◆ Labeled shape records
____________
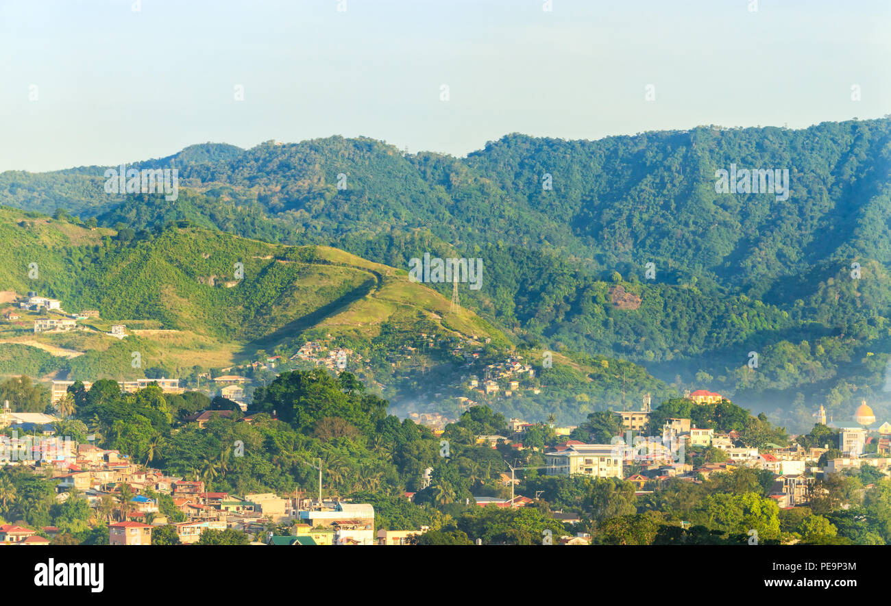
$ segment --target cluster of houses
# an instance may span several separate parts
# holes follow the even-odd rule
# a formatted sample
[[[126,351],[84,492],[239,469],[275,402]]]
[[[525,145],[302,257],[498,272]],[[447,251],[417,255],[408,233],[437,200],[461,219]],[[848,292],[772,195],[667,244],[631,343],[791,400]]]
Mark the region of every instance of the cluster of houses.
[[[523,378],[532,379],[535,376],[535,369],[524,364],[522,360],[522,356],[509,356],[503,362],[488,364],[484,368],[482,383],[478,376],[470,376],[467,387],[482,395],[490,396],[497,395],[503,386],[504,395],[511,397],[519,391]],[[541,390],[534,387],[532,392],[537,394]]]
[[[96,310],[84,310],[77,313],[68,313],[62,309],[61,301],[59,299],[43,296],[34,291],[29,292],[27,296],[19,301],[19,309],[40,314],[52,314],[49,318],[37,318],[34,320],[35,333],[69,332],[78,328],[78,319],[99,317],[99,311]],[[20,319],[20,316],[14,311],[8,310],[4,314],[4,319],[14,322]],[[113,325],[111,331],[107,334],[122,339],[127,335],[126,327],[122,324]]]
[[[305,343],[297,353],[290,357],[292,361],[302,360],[323,366],[333,372],[343,372],[349,360],[361,361],[362,356],[345,347],[329,348],[319,341]]]
[[[83,381],[84,389],[89,391],[93,386],[92,381]],[[65,397],[68,388],[75,384],[74,381],[53,381],[50,386],[50,403],[55,406],[59,400]],[[151,384],[157,384],[165,393],[182,393],[184,388],[179,386],[179,379],[135,379],[135,381],[119,381],[118,384],[125,393],[135,393],[141,389],[145,389]]]
[[[56,499],[67,500],[72,492],[82,494],[96,517],[103,502],[110,497],[115,504],[117,521],[109,523],[111,545],[151,545],[151,533],[159,526],[176,529],[182,544],[197,543],[206,529],[234,529],[255,537],[259,545],[405,545],[413,535],[426,528],[412,530],[374,531],[374,508],[371,505],[340,500],[319,501],[273,493],[231,495],[205,490],[204,482],[165,475],[157,469],[138,465],[118,450],[93,444],[78,444],[53,449],[50,456],[30,460],[4,461],[3,464],[27,465],[37,475],[56,483]],[[132,497],[121,505],[122,487]],[[149,492],[151,491],[151,492]],[[151,494],[152,497],[147,496]],[[155,495],[168,495],[184,521],[172,521],[164,515]],[[169,513],[169,512],[168,512]],[[271,527],[290,528],[290,534],[276,536]],[[28,529],[17,525],[0,526],[0,543],[46,545],[58,529]]]
[[[712,403],[723,398],[718,393],[699,390],[688,395],[698,403]],[[651,412],[649,406],[642,411],[623,411],[624,429],[639,433],[650,423]],[[826,424],[825,411],[821,407],[815,415],[817,423]],[[610,444],[585,444],[568,440],[545,451],[546,473],[551,475],[584,474],[601,478],[623,478],[643,489],[657,488],[671,478],[691,482],[700,482],[718,472],[727,472],[740,466],[763,469],[774,474],[774,483],[770,497],[781,507],[794,507],[808,503],[813,493],[814,479],[822,474],[831,474],[844,470],[859,469],[862,465],[874,466],[891,477],[891,424],[885,423],[879,428],[879,440],[877,454],[865,456],[865,444],[872,440],[862,425],[875,422],[871,409],[865,402],[857,409],[854,419],[859,427],[838,428],[838,444],[827,444],[823,448],[805,448],[800,444],[783,448],[767,444],[761,449],[740,445],[737,432],[722,432],[709,428],[691,425],[688,418],[669,418],[662,426],[660,437],[627,440],[621,436]],[[630,437],[630,435],[629,435]],[[686,463],[683,456],[686,447],[713,447],[723,451],[725,461],[704,463],[699,467]],[[830,448],[842,451],[843,456],[830,459],[822,468],[818,463]],[[639,472],[631,475],[625,470],[634,466]]]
____________
◆ Stated task
Arrange the items as a JSON list of strings with one string per line, skipping blank lines. Leave the pictures out of your answer.

◆ Output below
[
  "$ segment --target cluster of houses",
  "# an instance may span several separate parts",
  "# holes follow the even-odd rule",
  "# a formatted sample",
  "[[[126,351],[84,492],[239,469],[275,402]]]",
  "[[[525,145],[302,257],[498,272]],[[447,251],[417,255],[408,233],[437,200],[461,219]],[[848,292],[772,195],[667,244],[631,343],[791,400]]]",
  "Mark the region of every instance of the cluster of houses.",
  "[[[523,378],[532,379],[535,376],[535,369],[524,364],[522,360],[522,356],[509,356],[503,362],[488,364],[484,368],[482,383],[478,376],[470,376],[467,387],[482,395],[490,396],[497,395],[503,386],[504,395],[511,397],[519,391]],[[541,390],[534,387],[532,392],[537,394]]]",
  "[[[96,310],[84,310],[77,313],[68,313],[62,309],[61,301],[59,299],[43,296],[34,291],[29,292],[27,296],[19,301],[19,309],[40,314],[52,314],[49,318],[37,318],[34,320],[35,333],[69,332],[78,328],[78,319],[99,317],[99,311]],[[20,319],[20,316],[14,311],[8,310],[4,314],[4,319],[14,322]],[[113,325],[111,331],[107,334],[122,339],[127,335],[126,327],[122,324]]]",
  "[[[305,343],[297,353],[290,357],[292,361],[302,360],[323,366],[333,372],[343,372],[349,360],[361,361],[362,356],[345,347],[329,348],[319,341]]]",
  "[[[83,381],[84,389],[89,391],[93,386],[92,381]],[[65,397],[68,388],[75,384],[74,381],[53,381],[50,386],[50,403],[55,406],[59,400]],[[151,384],[157,384],[165,393],[182,393],[184,388],[179,386],[179,379],[135,379],[135,381],[119,381],[118,384],[125,393],[135,393],[141,389],[145,389]]]",
  "[[[56,499],[67,500],[72,492],[82,494],[96,517],[103,502],[110,497],[115,504],[117,521],[109,523],[111,545],[151,545],[151,533],[159,526],[176,529],[182,544],[197,543],[206,529],[234,529],[255,537],[259,545],[405,545],[413,535],[426,528],[412,530],[374,531],[374,508],[371,505],[340,500],[319,501],[273,493],[231,495],[205,490],[204,482],[165,475],[157,469],[138,465],[118,450],[93,444],[78,444],[53,449],[50,456],[30,460],[4,461],[3,464],[27,465],[37,475],[56,483]],[[132,497],[121,505],[122,487]],[[149,492],[151,491],[151,492]],[[151,494],[152,497],[147,496]],[[155,495],[168,495],[184,521],[172,521],[164,515]],[[169,513],[169,512],[168,512]],[[271,527],[290,528],[290,534],[276,536]],[[28,529],[17,525],[0,526],[0,543],[46,545],[58,529]]]",
  "[[[712,403],[723,398],[718,393],[699,390],[688,395],[698,403]],[[651,412],[649,406],[642,411],[623,411],[624,429],[639,433],[650,423]],[[826,424],[825,411],[821,407],[815,415],[817,423]],[[610,444],[585,444],[568,440],[545,451],[546,473],[551,475],[584,474],[601,478],[623,478],[643,489],[657,488],[671,478],[691,482],[700,482],[718,472],[727,472],[740,466],[763,469],[774,474],[774,483],[770,497],[781,507],[794,507],[808,503],[813,493],[814,479],[822,474],[831,474],[844,470],[859,469],[862,465],[874,466],[891,477],[891,424],[885,423],[879,428],[879,440],[877,454],[865,456],[865,444],[872,440],[862,425],[875,422],[871,409],[865,402],[857,409],[854,419],[859,427],[838,428],[838,444],[827,444],[823,448],[805,448],[800,444],[783,448],[767,444],[761,449],[740,445],[737,432],[722,432],[709,428],[691,425],[688,418],[669,418],[662,426],[660,437],[627,440],[621,436]],[[630,437],[630,435],[629,435]],[[686,463],[683,456],[686,447],[713,447],[723,451],[725,461],[704,463],[699,467]],[[830,448],[842,451],[843,456],[830,459],[822,468],[818,463]],[[639,472],[631,475],[625,470],[634,466]]]"
]